#### Passage provided
▶

Legacy Backend A — `sub_A97600` Per-Target Operand-Class Query

All addresses in this page apply to ptxas v13.0.88 (CUDA 13.0). Other versions will differ.

sub_A97600 is a 7,780-byte, 425-block per-target virtual method installed at vtable slot +0x5F0 (index 190) on six of ptxas's legacy SM-target classes. Despite its size and the lure of its position adjacent to other scheduling-related virtuals, it is not a scheduler. It is the legacy implementation of the per-instruction, per-operand source-slot-count / operand-class query that the scheduling and register-pressure machinery consults whenever it needs to know "how many physical source-register slots does operand k of this instruction occupy under the current target's hardware encoding?". On modern SM tiers (sm_80+) this query is answered by a per-opcode dispatch table; on the six legacy target classes it is answered by this single 7.8-KB switch.

The Wave 18D reference in post-schedule.md § Function Map describing sub_A97600 as PostSchedulePass::runOnFunction is incorrect on multiple counts and is superseded by this page. The corrections, in summary:

The function is not at sub-target vtable slot +0x90 — it is at primary-target vtable slot +0x5F0 (vtable index 190, byte offset 1520).
The signature is int(target *this, ptxInstr *, int operand_idx) returning a small integer — not a void post_schedule(this) driver.
The body contains no instruction-list re-ordering, no dependency-DAG construction, no register-pressure tracker, no priority queue. It is one big switch on (*(uint32_t*)(instr+72) >> 8) & 0xCF with per-opcode operand-slot accounting.
It is referenced by exactly 6 vtables (all the same offset 0x5F0), each a different legacy SM-target class — and it has zero callers via direct call: every invocation flows through (target->vtable + 1520).

The remainder of this page documents what the function actually does, why it exists in a separate 7.8-KB switch instead of a dispatch table, how the modern path replaces it, and what role the result plays in scheduling/RA.


Symbol	`sub_A97600`
Address range	`0xA97600` -- `0xA99464` (7,780 bytes)
Basic blocks	425
Callees	18 distinct functions, 52 call edges (`sub_7E36C0`, `sub_7E3640`, `sub_7E3790`, `sub_7E3800`, `sub_7E40E0`, `sub_7E3EF0`, `sub_693CA0`, `sub_80B620`, `sub_8963B0`, `sub_91E610`, `sub_A97540`, ...)
Direct callers	0
Indirect entry	6 vtables, all at slot offset `+0x5F0` (vtable index 190 / byte 1520)
Helper	`sub_A97540` (180 B, 3 BBs) — operand-range probe shared with the same six targets
Signature	`int(target this, uint32_t instr, int operand_idx)`
Return value	small non-negative integer (0, 1, 2, or `(end - begin)` operand-slot count)
Variadic XMM form	also called as `int(target this, uint32_t instr, int operand_idx, double, double, double, double, double, double, double, double)` from `sub_7EAD70` and `sub_7F5D50` (eight unused XMM slots reserved by the SysV ABI for the variadic latency variant; harmless on this side)

◀

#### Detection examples

▶

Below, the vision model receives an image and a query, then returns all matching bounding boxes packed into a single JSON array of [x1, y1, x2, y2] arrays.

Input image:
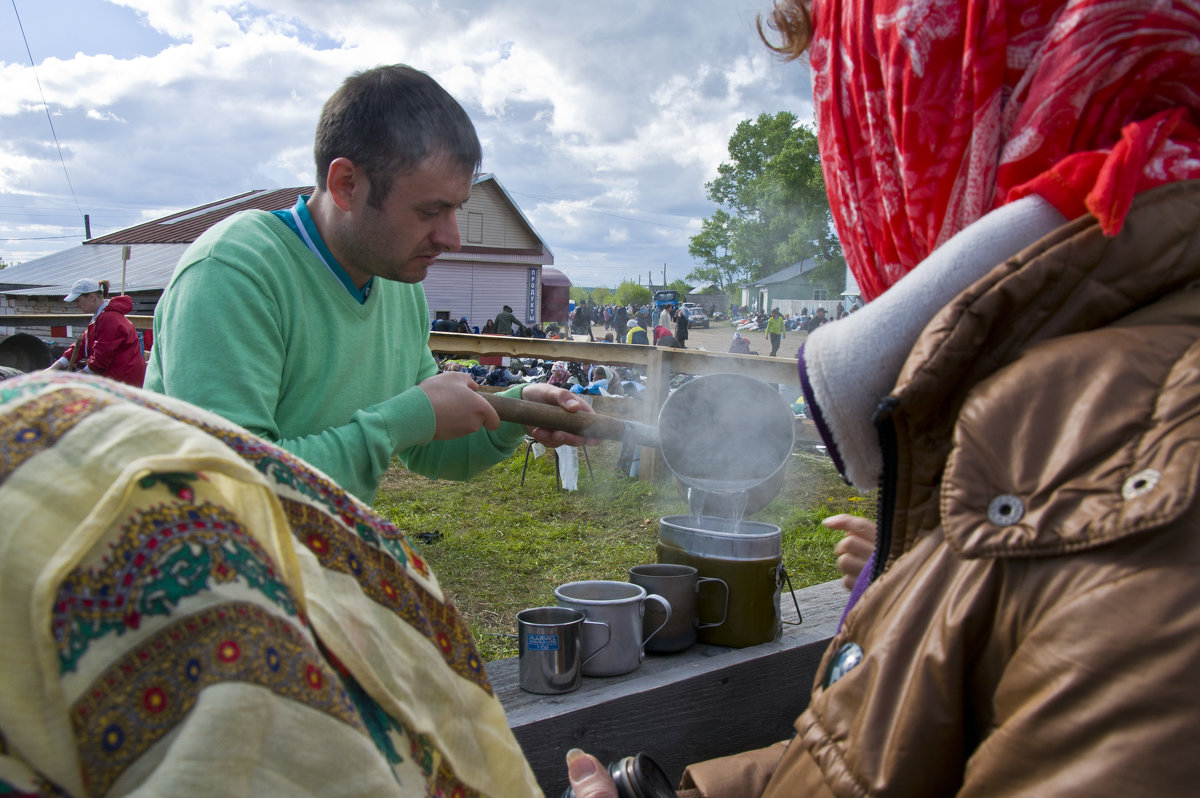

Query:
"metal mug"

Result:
[[629, 563, 730, 654], [517, 607, 611, 695], [554, 580, 671, 676]]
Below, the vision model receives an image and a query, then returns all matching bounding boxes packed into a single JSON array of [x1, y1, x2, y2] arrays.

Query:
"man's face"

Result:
[[331, 155, 473, 287]]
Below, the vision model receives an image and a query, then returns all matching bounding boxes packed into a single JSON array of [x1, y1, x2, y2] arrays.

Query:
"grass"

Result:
[[376, 443, 875, 661]]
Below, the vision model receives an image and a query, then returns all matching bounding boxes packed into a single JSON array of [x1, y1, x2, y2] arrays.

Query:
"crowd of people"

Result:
[[0, 0, 1200, 798]]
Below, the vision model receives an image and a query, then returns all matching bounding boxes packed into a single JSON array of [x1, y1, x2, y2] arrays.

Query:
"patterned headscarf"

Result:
[[810, 0, 1200, 299]]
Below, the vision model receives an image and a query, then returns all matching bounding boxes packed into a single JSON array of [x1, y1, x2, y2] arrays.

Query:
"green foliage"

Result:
[[613, 280, 650, 305], [376, 442, 875, 661], [688, 112, 845, 288]]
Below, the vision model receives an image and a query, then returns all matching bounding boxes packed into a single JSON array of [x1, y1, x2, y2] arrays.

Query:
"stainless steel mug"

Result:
[[554, 580, 671, 676], [517, 607, 611, 695], [629, 563, 730, 654]]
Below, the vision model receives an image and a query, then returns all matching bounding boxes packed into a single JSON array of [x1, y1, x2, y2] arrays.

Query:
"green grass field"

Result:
[[376, 443, 875, 661]]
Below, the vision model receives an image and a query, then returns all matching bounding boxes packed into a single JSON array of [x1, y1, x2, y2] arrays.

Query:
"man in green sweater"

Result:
[[145, 66, 590, 504]]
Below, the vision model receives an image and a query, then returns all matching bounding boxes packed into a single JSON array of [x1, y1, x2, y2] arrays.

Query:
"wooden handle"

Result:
[[480, 392, 643, 440]]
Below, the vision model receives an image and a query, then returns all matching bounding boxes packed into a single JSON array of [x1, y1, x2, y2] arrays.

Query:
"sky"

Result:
[[0, 0, 812, 288]]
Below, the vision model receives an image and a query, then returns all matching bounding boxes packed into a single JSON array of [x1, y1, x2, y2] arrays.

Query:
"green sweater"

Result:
[[145, 211, 526, 504]]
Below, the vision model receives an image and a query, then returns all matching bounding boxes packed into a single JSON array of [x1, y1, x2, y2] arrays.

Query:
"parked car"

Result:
[[683, 302, 708, 329], [654, 288, 679, 311]]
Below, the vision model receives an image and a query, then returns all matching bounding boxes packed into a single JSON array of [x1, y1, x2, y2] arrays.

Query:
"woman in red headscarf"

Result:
[[570, 0, 1200, 798]]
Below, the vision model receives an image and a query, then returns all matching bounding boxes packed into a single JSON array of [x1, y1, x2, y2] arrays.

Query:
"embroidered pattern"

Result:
[[0, 389, 112, 484], [71, 601, 357, 794], [282, 499, 492, 695], [52, 499, 304, 673]]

◀

#### Actions to take
1/ How many basic blocks does the sub_A97600 page report for the function?
2/ Return the portion of the sub_A97600 page between "The body contains" and "per-opcode operand-slot accounting.", inclusive.

#### Responses by task
1/ 425

2/
The body contains no instruction-list re-ordering, no dependency-DAG construction, no register-pressure tracker, no priority queue. It is one big switch on (*(uint32_t*)(instr+72) >> 8) & 0xCF with per-opcode operand-slot accounting.